* START Source *
# Tools+Cable Management for Small Server Room



## Going_Commando

So, I got Cat6 draped all over this new small branch bank we are wrapping up. The cables are run through Arlington "The Loop" plastic bridle rings. The IT guys showed up today, bitched about a bunch of stuff, decided to move the rack location (in the 5'x5' "server room") and want the network cables dropped directly down to the rack for punch down. What's the best way to dress up the cables to hit the rack from above the drop ceiling? 

2nd Question: I haven't done any punch down on Cat 6 before, so what do I need to know? I have done a decent amount of Cat5E over the years, but it seems like Cat6 is more involved and you have to be more careful. I wasn't planning to have to do the server room dress up and office side punch down, but I also wasn't planning to run a few thousand feet of Cat6 on this job either. 

Also, my tools for this crap are pretty limited. I have a punch down tool for quickport stuff that came with a package of Leviton quickport Cat5E connectors from years ago. I want to make this as easy on myself as possible, so I am going to slip some extra tools into the change order to make my life easier. Does the Fluke Punchdown JackRapid tool make things go faster/smoother? Punching down and cutting all 8 conductors at once sounds very tempting. I was also going to throw in a Fluke basic network cable tester (MT-8200-49A), hoping it will be a bit better than the Cheapo Depot blue-see thru one we've been using for years. I'm also going to snag a pair of Klein scissors to see what the hype is about. Is this the best combo for doing this work? Also, if I end up having to do the punch down on the rack, is there a better tool to use for those stupid little things?

My hands have been killing me the past few weeks for some strange reason, so any better tools or methods you guys can tell me about would be greatly appreciated. I remember the last little office I did the punch down for felt like someone had taken a 2 lb hammer to the back of my hands after only 2 hours of it. My fine motor control as also getting rough, so the easier the better. 

Oh yeah, one more thing. We traditionally use Leviton Quickport for data drops and whatnot. Do the Cat6 connectors really go for 6.95/ea cost? I can only find the "extreme" line for Cat6. Seems crazy to me. With markup I am North of $600 just for the quickport connectors, and that is only for 50! (which might be shy for the job, didn't count the cables before I started working on the quote) To do the office side of this job with ~17 data drops and 50 or so Cat6 jacks I am North of $2000 already! Maybe there is money in being a scissor and computer beetch after all. :whistling2::laughing:


----------



## five.five-six

wow, you really dove into this..

MT-8200-49A would be the absolute bare minimum tester.

Cat6 (per ICC) punchdown is the same specification as CAT5, 1/4" or less of untwisted wire at the termination.

I'd just use ICC, about $3 and change per jack, use the EZ variant unless you need more than 3 in a 1 gang plate. 

Get one of these;
http://www.specialized.net/Speciali...1110-D914-Punch-Down-Tool-110-Blade-3556.aspx

Set the impact to "lo" when using it on the rack panel, high for the inserts.


----------



## Going_Commando

five.five-six said:


> wow, you really dove into this..
> 
> MT-8200-49A would be the absolute bare minimum tester.
> 
> Cat6 (per ICC) punchdown is the same specification as CAT5, 1/4" or less of untwisted wire at the termination.
* END Source *
> **Written task 1**: Reproduce the server room cabling thread verbatim from "2nd Question: I" up to and including "this job either.".
> **Written task 2**:
Answer these from the server room cabling thread:
(a) What brand and product of plastic bridle rings are the Cat6 cables run through?
(b) What is the size of the "server room" where the rack is being moved?
(c) According to five.five-six, roughly what does an ICC jack cost?
* START Records shown *
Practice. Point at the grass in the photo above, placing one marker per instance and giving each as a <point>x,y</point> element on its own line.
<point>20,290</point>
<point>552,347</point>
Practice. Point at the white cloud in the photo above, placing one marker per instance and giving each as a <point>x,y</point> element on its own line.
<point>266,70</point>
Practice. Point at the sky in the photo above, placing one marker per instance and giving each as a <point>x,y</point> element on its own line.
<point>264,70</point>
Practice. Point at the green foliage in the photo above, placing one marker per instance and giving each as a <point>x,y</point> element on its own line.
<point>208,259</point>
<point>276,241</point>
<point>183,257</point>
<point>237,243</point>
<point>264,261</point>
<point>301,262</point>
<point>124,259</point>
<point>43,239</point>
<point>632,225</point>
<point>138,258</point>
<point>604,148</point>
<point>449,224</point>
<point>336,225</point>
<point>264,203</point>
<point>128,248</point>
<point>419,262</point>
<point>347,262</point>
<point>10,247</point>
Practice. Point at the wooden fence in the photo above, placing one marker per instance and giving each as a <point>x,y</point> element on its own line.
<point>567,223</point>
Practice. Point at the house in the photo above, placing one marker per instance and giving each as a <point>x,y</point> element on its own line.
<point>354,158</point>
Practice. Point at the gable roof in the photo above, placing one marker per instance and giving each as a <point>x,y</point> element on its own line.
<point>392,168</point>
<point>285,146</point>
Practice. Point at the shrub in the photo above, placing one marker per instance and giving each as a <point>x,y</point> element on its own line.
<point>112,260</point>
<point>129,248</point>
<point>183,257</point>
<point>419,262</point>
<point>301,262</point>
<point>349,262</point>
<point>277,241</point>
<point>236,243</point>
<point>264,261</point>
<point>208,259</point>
* END Records shown *
> **Full answer 1**:
2nd Question: I haven't done any punch down on Cat 6 before, so what do I need to know? I have done a decent amount of Cat5E over the years, but it seems like Cat6 is more involved and you have to be more careful. I wasn't planning to have to do the server room dress up and office side punch down, but I also wasn't planning to run a few thousand feet of Cat6 on this job either.

> **Full answer 2**:
(a) Arlington "The Loop"
(b) 5'x5'
(c) About $3 and change per jack